_Task prompt_
Filter the entries for lines with the word "spire".
——————
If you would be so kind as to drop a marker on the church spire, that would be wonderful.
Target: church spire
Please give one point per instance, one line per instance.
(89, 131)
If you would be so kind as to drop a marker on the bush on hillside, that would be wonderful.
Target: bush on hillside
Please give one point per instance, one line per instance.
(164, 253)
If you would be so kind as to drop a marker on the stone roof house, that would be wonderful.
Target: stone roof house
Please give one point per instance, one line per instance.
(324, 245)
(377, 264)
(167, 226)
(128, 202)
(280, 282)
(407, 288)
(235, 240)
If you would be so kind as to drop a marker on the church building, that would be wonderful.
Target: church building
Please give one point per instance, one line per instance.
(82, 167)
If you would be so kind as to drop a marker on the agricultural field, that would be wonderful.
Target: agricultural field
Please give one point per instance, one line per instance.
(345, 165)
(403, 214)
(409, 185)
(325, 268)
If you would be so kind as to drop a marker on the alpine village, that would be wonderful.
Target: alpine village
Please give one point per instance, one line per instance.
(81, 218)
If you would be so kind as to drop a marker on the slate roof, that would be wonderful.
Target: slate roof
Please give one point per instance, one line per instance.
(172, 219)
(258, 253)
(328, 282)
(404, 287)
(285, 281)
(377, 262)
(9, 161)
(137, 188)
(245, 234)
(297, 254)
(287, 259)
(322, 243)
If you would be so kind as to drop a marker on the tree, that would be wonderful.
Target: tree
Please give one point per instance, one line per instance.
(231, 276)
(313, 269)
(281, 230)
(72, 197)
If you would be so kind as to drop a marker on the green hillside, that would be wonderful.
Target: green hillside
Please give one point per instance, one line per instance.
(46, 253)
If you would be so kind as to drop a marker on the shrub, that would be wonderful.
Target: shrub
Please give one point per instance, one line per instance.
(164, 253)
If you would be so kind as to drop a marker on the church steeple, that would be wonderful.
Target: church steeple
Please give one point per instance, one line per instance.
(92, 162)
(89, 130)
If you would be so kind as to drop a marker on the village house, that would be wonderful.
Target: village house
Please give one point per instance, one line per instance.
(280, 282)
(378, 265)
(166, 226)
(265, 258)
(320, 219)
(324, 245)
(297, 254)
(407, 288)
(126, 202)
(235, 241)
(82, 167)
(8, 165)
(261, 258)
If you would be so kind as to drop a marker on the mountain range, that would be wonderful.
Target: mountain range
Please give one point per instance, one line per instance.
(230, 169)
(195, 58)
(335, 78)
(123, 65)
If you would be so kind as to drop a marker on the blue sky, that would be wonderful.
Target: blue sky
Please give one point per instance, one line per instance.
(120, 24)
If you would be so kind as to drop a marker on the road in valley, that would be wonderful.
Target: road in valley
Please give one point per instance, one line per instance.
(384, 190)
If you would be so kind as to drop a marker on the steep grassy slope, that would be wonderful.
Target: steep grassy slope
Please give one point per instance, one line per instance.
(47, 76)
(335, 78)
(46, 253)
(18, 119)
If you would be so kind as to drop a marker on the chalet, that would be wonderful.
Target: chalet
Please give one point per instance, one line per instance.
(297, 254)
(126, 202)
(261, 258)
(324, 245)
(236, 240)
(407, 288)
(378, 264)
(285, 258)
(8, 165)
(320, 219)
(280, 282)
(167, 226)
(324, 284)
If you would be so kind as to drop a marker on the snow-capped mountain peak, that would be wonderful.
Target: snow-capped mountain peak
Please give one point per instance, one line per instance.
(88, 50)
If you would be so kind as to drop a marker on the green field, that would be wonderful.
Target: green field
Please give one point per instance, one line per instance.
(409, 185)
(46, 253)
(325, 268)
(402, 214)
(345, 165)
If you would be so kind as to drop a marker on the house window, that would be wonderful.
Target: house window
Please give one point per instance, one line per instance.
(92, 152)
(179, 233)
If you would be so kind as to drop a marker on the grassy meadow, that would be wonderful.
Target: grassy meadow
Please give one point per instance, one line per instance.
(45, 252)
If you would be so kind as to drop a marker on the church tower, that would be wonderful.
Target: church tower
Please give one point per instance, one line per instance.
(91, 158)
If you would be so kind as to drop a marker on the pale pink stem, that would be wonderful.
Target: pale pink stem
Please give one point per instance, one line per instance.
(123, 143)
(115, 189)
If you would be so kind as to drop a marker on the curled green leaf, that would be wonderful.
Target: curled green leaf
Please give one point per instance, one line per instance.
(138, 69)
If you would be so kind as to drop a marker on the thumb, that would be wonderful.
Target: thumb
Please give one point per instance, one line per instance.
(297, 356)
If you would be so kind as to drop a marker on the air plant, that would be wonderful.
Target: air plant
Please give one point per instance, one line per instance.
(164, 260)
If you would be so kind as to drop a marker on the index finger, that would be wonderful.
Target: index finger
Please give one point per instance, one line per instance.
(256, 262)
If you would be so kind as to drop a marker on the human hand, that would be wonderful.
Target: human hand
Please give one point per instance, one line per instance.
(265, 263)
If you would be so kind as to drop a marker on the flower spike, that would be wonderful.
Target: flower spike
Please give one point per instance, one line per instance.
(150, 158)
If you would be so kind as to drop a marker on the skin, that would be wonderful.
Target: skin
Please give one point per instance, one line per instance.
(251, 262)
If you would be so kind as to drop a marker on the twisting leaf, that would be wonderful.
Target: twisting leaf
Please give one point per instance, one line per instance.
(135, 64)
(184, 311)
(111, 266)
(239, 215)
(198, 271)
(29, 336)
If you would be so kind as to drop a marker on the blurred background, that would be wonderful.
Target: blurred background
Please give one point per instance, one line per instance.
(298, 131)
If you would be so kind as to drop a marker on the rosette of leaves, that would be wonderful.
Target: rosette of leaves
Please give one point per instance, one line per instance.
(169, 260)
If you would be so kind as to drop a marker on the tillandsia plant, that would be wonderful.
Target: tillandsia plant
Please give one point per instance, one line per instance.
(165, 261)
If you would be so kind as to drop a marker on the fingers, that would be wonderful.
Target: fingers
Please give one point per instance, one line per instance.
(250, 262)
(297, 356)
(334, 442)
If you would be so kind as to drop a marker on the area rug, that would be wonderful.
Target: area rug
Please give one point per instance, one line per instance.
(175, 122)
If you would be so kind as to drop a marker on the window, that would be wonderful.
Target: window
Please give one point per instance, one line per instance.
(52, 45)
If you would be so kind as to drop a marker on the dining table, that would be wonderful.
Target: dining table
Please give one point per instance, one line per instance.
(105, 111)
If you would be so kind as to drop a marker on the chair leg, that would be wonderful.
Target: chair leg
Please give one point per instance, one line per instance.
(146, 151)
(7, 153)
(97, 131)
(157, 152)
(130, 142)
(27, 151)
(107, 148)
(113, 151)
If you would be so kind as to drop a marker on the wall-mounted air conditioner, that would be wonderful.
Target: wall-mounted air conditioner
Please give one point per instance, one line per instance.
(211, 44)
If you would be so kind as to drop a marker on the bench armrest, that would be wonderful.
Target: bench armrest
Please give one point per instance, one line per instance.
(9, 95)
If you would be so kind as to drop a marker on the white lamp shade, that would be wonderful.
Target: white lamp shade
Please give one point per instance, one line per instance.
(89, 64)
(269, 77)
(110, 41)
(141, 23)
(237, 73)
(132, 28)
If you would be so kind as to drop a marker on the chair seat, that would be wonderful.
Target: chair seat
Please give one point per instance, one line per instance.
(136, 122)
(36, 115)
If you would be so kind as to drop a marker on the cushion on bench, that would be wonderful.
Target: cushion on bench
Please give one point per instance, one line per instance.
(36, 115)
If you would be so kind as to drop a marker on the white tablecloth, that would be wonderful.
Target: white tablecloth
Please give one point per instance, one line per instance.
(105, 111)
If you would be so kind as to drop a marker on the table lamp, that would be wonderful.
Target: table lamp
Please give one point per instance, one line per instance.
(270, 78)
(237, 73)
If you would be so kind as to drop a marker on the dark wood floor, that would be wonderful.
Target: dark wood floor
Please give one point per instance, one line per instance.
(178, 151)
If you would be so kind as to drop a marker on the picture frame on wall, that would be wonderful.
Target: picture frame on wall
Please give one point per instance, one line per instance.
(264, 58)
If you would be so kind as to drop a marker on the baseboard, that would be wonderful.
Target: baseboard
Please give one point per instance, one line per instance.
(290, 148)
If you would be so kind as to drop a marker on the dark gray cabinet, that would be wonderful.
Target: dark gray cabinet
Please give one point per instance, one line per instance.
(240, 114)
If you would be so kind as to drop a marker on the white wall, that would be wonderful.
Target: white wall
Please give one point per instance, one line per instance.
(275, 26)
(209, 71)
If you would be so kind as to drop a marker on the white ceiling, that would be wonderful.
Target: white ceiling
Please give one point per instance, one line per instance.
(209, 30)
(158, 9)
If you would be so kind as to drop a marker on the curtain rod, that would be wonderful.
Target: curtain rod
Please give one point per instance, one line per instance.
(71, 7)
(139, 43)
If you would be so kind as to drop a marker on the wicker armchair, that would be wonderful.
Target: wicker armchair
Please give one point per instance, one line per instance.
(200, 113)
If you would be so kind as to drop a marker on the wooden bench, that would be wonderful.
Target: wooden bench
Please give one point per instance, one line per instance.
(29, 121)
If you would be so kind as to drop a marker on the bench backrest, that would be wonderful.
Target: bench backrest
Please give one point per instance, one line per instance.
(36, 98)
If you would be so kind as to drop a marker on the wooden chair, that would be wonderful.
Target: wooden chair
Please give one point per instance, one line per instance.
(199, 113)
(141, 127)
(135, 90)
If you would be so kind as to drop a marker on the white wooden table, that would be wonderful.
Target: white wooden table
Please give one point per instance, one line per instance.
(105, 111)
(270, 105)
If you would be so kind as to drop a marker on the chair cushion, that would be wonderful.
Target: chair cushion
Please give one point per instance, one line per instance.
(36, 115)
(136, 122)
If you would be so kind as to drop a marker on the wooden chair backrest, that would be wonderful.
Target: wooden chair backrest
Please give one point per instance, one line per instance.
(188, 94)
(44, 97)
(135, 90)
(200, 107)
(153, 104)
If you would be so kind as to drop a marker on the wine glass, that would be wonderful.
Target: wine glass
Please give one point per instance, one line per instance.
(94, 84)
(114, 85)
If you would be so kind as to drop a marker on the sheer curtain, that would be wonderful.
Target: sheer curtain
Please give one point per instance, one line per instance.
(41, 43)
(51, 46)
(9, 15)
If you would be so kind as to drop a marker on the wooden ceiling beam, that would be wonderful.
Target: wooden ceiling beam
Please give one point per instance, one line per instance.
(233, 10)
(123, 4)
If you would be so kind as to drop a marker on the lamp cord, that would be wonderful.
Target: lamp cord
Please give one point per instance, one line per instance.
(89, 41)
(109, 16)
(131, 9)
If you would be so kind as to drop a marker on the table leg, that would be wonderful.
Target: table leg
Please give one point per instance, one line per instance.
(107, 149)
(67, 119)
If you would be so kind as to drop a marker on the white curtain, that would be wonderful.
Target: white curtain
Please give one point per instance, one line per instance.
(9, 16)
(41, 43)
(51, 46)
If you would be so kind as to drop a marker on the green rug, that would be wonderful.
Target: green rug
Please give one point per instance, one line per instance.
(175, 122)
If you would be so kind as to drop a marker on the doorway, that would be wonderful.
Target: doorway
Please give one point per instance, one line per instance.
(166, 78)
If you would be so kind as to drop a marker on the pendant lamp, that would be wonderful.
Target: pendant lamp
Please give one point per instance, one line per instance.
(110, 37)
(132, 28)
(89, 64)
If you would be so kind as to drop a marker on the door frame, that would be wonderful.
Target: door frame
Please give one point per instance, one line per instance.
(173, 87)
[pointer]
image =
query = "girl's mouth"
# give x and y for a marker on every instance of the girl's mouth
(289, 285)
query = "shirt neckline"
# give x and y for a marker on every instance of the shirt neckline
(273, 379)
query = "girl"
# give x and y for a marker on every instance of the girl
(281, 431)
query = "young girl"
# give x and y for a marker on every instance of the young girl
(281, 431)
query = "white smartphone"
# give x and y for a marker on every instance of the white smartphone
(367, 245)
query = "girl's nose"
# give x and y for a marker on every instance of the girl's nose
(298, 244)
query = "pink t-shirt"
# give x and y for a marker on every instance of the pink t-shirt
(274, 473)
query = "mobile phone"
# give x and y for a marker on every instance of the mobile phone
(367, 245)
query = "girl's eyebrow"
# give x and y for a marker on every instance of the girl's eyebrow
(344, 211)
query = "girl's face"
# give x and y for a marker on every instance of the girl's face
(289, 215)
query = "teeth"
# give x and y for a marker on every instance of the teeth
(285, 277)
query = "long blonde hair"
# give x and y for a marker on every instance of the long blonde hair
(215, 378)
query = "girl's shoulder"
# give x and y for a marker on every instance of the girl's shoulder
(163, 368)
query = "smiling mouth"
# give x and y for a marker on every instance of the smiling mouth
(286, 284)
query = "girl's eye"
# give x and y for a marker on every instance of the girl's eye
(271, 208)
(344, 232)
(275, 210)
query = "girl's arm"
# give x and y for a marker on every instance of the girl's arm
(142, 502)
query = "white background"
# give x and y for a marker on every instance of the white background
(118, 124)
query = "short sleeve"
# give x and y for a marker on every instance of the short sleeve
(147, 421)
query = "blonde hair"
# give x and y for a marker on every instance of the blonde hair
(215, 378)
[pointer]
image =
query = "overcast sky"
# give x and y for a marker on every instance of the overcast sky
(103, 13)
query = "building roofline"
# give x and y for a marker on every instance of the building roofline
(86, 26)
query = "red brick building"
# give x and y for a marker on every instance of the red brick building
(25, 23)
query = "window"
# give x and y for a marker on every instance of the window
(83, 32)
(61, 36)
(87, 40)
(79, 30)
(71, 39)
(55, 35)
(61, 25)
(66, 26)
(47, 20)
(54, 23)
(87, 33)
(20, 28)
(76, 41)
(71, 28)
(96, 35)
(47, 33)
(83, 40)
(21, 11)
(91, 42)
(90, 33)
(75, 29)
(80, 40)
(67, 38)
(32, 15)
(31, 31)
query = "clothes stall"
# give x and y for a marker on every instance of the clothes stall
——————
_Solved exercise_
If you would be so kind as to drop a marker on the church spire, that would be wonderful.
Target: church spire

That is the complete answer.